Records from a data source
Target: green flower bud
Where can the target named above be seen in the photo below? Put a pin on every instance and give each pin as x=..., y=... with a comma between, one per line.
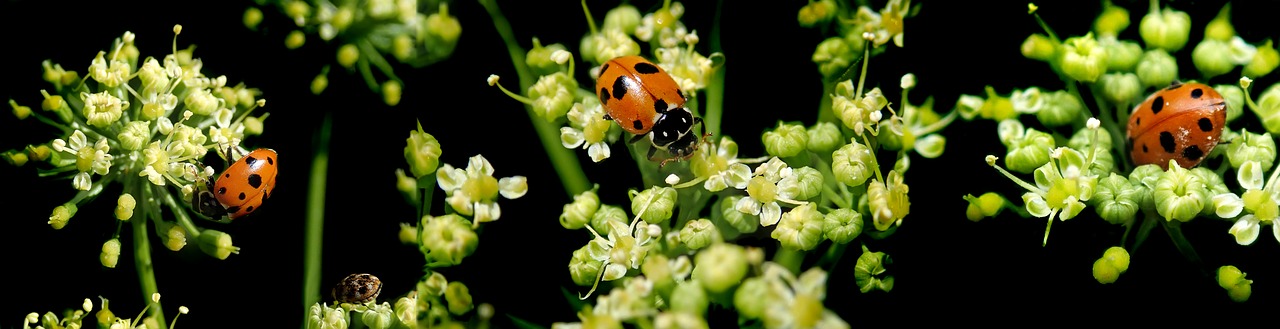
x=216, y=243
x=851, y=164
x=539, y=58
x=690, y=297
x=580, y=211
x=1040, y=48
x=869, y=272
x=607, y=214
x=110, y=254
x=699, y=233
x=458, y=298
x=800, y=228
x=1232, y=279
x=1060, y=108
x=1083, y=59
x=624, y=17
x=1179, y=193
x=841, y=225
x=1234, y=96
x=376, y=316
x=447, y=240
x=721, y=266
x=553, y=95
x=823, y=137
x=584, y=268
x=1212, y=58
x=888, y=201
x=1120, y=87
x=440, y=32
x=1029, y=151
x=817, y=13
x=319, y=83
x=423, y=152
x=1112, y=21
x=654, y=204
x=740, y=222
x=1252, y=147
x=1262, y=62
x=1112, y=263
x=1156, y=68
x=786, y=140
x=1220, y=27
x=1116, y=200
x=1166, y=28
x=62, y=214
x=124, y=206
x=347, y=55
x=833, y=55
x=750, y=298
x=803, y=183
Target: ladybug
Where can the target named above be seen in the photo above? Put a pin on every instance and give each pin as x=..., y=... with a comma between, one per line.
x=241, y=188
x=1182, y=122
x=357, y=288
x=644, y=100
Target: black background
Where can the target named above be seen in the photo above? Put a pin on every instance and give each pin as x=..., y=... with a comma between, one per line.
x=942, y=261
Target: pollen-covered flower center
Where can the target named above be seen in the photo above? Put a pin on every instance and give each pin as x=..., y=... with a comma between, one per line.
x=481, y=188
x=762, y=190
x=1057, y=195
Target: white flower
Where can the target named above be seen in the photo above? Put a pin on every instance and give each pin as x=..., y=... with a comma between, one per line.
x=474, y=192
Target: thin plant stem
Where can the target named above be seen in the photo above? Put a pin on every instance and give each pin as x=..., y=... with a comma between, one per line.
x=315, y=216
x=142, y=261
x=562, y=159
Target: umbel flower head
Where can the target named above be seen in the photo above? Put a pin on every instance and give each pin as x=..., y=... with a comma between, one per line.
x=146, y=123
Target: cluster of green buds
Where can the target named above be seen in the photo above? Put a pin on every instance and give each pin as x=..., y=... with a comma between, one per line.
x=1093, y=169
x=859, y=30
x=558, y=99
x=434, y=302
x=471, y=195
x=145, y=123
x=416, y=33
x=104, y=318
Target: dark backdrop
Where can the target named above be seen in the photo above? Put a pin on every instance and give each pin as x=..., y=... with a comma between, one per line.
x=941, y=260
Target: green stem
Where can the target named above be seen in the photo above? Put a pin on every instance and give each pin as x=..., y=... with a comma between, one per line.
x=142, y=261
x=562, y=159
x=315, y=216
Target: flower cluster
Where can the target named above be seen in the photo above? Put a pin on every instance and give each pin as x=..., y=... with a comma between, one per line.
x=1095, y=168
x=416, y=33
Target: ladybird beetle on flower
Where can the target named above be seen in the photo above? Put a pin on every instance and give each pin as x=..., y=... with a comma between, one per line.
x=241, y=188
x=644, y=100
x=1182, y=122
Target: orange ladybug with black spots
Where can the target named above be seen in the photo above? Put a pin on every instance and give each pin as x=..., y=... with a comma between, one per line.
x=1182, y=122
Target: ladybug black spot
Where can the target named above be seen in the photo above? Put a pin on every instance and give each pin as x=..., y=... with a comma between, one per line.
x=645, y=68
x=1206, y=124
x=1166, y=141
x=1193, y=152
x=620, y=87
x=255, y=181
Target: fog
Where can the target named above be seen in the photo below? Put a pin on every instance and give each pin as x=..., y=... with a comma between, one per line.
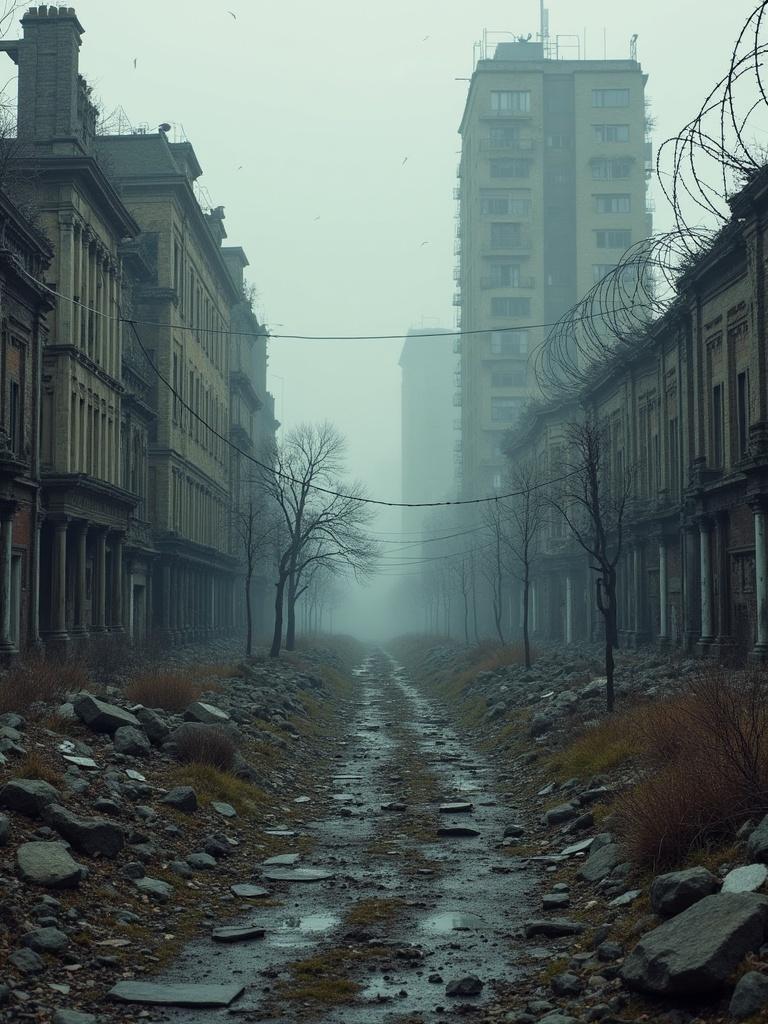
x=329, y=133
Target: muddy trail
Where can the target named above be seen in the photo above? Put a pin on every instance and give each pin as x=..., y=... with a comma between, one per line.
x=407, y=890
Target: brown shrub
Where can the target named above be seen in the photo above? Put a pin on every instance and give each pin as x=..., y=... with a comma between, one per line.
x=706, y=761
x=208, y=745
x=40, y=680
x=167, y=690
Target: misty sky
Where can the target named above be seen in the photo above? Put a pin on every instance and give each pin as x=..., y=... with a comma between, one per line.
x=302, y=114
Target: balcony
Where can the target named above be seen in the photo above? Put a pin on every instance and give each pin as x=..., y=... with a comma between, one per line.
x=521, y=283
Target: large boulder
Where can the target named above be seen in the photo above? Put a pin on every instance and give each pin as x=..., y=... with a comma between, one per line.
x=48, y=864
x=28, y=796
x=695, y=952
x=601, y=862
x=94, y=837
x=102, y=717
x=673, y=893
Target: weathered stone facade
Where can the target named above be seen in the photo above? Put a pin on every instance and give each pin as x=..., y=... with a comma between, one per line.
x=688, y=411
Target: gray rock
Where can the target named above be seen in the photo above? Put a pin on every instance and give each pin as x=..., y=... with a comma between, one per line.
x=73, y=1017
x=28, y=796
x=153, y=724
x=672, y=893
x=464, y=986
x=600, y=862
x=750, y=995
x=745, y=880
x=696, y=951
x=93, y=837
x=205, y=713
x=175, y=995
x=26, y=961
x=183, y=798
x=46, y=940
x=128, y=739
x=156, y=889
x=48, y=864
x=102, y=717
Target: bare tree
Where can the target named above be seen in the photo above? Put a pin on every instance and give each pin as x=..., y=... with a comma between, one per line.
x=593, y=502
x=322, y=520
x=526, y=516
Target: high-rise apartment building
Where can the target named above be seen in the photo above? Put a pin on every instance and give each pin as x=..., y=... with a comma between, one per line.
x=552, y=190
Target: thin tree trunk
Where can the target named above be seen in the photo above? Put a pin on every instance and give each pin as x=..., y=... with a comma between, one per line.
x=278, y=634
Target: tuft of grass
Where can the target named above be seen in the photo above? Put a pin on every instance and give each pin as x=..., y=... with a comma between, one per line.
x=211, y=783
x=167, y=690
x=34, y=766
x=38, y=680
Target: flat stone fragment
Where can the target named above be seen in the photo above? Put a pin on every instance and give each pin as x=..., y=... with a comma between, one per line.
x=175, y=995
x=225, y=810
x=459, y=832
x=48, y=864
x=284, y=859
x=696, y=951
x=237, y=934
x=744, y=880
x=247, y=891
x=298, y=875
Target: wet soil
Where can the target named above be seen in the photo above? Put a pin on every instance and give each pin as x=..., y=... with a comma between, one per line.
x=406, y=910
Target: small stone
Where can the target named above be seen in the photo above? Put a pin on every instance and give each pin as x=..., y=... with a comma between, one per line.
x=464, y=986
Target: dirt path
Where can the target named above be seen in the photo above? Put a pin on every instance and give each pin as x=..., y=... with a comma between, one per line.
x=406, y=910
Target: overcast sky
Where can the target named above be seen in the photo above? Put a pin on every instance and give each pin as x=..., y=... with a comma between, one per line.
x=329, y=133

Task statement
Repeat only the stretch of lines that opens with the line containing "Target: tuft of grass" and closes with the final line of the entries, both included, exactly as written.

Reply
Target: tuft of grass
Where can the target named above be seen in the photo above? Put a pin on every instance and give each pin as x=..., y=... with a comma between, one per line.
x=211, y=783
x=167, y=690
x=34, y=766
x=38, y=680
Target: flat stone fragment
Where can the target named above be seen in the photo above? Put a pin on every instance and give each pin as x=..., y=... with a comma between, one per line.
x=175, y=995
x=225, y=810
x=459, y=832
x=48, y=864
x=284, y=859
x=696, y=951
x=237, y=934
x=744, y=880
x=247, y=891
x=298, y=875
Target: wet soil
Where can the target named above be seen in the photo above? Put a pin on every instance and give each pin as x=..., y=... with a comma between, one per line.
x=406, y=910
Target: small stone
Where can the target named above be seen in the photo above? Put a pin on every instance and give each pin as x=..., y=... with a comma between, one per line.
x=464, y=986
Target: dirt path
Where can the target named above be seen in the photo above? Put a pin on every instance and give each pin as x=..., y=... with a comma between, one per line.
x=406, y=910
Target: overcast sky
Where can the target named above be seen in the photo above? Put a pin on every instance and give each pin as x=..., y=... with a comma between, one per line.
x=329, y=133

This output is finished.